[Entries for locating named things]
┌──

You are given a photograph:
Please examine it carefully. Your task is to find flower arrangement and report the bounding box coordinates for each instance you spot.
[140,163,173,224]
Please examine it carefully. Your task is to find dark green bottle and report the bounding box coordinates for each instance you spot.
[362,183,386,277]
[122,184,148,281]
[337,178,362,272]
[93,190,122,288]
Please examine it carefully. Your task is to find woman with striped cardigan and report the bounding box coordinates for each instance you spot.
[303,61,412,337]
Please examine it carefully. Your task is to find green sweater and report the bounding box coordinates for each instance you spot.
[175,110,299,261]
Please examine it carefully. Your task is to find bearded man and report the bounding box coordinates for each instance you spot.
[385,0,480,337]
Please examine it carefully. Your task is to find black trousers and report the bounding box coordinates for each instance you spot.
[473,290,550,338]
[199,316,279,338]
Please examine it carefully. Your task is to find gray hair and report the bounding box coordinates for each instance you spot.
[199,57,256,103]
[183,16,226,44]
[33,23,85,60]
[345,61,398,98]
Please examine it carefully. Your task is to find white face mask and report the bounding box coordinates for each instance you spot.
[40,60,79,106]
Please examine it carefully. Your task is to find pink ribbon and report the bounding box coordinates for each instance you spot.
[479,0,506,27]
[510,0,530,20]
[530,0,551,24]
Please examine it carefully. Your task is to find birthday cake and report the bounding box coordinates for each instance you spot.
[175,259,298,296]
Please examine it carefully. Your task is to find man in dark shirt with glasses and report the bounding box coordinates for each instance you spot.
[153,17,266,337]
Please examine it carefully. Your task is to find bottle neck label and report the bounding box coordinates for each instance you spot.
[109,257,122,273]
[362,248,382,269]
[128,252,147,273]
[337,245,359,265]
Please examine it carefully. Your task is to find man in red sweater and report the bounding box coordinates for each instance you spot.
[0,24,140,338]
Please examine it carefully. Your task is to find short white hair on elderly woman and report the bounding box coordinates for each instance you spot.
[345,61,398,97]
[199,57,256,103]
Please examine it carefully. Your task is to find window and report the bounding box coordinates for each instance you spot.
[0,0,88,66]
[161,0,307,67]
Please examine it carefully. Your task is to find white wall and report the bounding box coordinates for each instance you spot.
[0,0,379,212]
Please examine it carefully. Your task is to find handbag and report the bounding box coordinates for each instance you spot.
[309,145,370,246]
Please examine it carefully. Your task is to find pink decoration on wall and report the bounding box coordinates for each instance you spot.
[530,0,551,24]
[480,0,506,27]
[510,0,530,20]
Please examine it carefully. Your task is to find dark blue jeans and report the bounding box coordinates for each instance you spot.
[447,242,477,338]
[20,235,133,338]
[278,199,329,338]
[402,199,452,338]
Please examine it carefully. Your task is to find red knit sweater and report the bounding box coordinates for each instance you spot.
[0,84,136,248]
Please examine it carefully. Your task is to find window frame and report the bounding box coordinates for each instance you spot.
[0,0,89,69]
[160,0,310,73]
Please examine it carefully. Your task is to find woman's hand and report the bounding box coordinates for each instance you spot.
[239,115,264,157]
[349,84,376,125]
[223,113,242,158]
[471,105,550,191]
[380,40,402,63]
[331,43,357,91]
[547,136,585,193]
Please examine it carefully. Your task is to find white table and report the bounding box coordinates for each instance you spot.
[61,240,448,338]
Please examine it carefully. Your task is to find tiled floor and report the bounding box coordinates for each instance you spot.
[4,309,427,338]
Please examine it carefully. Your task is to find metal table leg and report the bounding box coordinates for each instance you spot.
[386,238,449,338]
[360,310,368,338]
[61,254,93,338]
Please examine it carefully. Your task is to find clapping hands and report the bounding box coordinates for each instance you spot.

└──

> **What the exercise asks**
Rewrite all of the items above, putting "Look at it closely" in place of "Please examine it carefully" each time it occurs and leaving everything else unchanged.

> **Full response**
You are given a photograph:
Look at it closely. Your task is to find flower arrangement and report the bounding box coordinates for each instance you spot.
[140,163,173,224]
Look at it closely. Your task is to find dark green bottle and report the bounding box coordinates for each instance you spot.
[362,183,386,277]
[122,184,148,281]
[337,178,362,272]
[93,190,122,288]
Look at it closely. Your task is to find woman with striped cardigan and report the bounding box coordinates for each instance you spot.
[303,61,412,337]
Look at it closely. Your task is to find green sweater and report the bounding box coordinates for each instance you spot.
[175,110,299,261]
Look at it closely. Your task is to find bearded man and report the bounding box coordinates for each instance you spot.
[385,0,480,337]
Look at it closely. Your task is to find black trousers and report the bounding box coordinates for each instance you spot.
[473,290,550,338]
[199,316,279,338]
Look at it closely. Your task is to find gray hair and report the bounding box coordinates for each instance you spot.
[199,57,256,103]
[183,16,226,44]
[33,23,85,60]
[345,61,398,98]
Look at it closely. Your task is to find white face mask and report the bounding box coordinates for each instance you spot.
[40,60,79,106]
Look at it closely. Your task is to find pink ribbon and report the bounding box coordinates for each instance you spot.
[479,0,506,27]
[510,0,530,20]
[530,0,551,24]
Look at it closely. Your task is to find birthday cake and report the bounding box coordinates for each instance you spot.
[175,259,298,296]
Look at it closely. Your task is to find man in dark shirt with glasses and report the bounding box coordinates for each instance you spot.
[153,17,266,337]
Look at it closely. Your task is to find bottle neck label and report the bounding box coordinates for each instance you spot.
[109,257,122,273]
[362,248,382,269]
[128,252,147,273]
[337,245,359,265]
Look at it closely. Your task is to find man in red sweater and report the bounding box coordinates for each instance you spot.
[0,24,140,338]
Look at it closely. Your task is to find short white hair on elderly woman and report the bounding box coordinates for each instance you spot.
[345,61,398,97]
[199,57,256,103]
Look at it closely. Your task is to find window and report the bounding box coordinates for each instance you spot.
[0,0,88,66]
[161,0,307,67]
Look at it closely. Your task is to find white wall and report the bounding box coordinates for each instance you spot.
[0,0,379,212]
Look at it closely. Your task is to find handbag and report the bounding box coordinates for each instance you spot.
[309,145,370,246]
Look at it closely. Your task is to find pink decoration on wall and report the bounding box coordinates for each instance you spot.
[530,0,551,24]
[480,0,506,27]
[510,0,530,20]
Look at it closely. Your task is to find dark blue jeans and report the bounding box coordinates for each instance you spot.
[447,242,477,338]
[20,235,133,338]
[278,199,329,338]
[402,199,452,338]
Look at it closely. Your task is to find red knit sweater and report the bounding box coordinates for each instance you spot.
[0,84,136,248]
Look at it closely. Your task is to find window frame and report the bounding box coordinates for each instance you spot.
[0,0,89,69]
[160,0,310,73]
Look at it closely. Your task is to find woman's hand and report the bounding box coordinates for each instance you spot.
[239,115,264,157]
[349,84,376,125]
[223,113,242,158]
[471,105,550,191]
[380,40,402,63]
[331,43,357,91]
[547,136,585,193]
Look at it closely. Your task is to find white table and report the bounding box coordinates for each instance you spot.
[61,240,448,338]
Look at it closely. Your task is to find tiled floor and report the bounding box coordinates for each instance you spot.
[4,309,427,338]
Look at it closely. Your task is to find metal table leg and report the bounding box coordinates for each instance you spot.
[386,238,449,338]
[360,310,368,338]
[61,254,93,338]
Look at it closely. Your task is to find clapping hands and report the bounding box coordinates for each instance you spot.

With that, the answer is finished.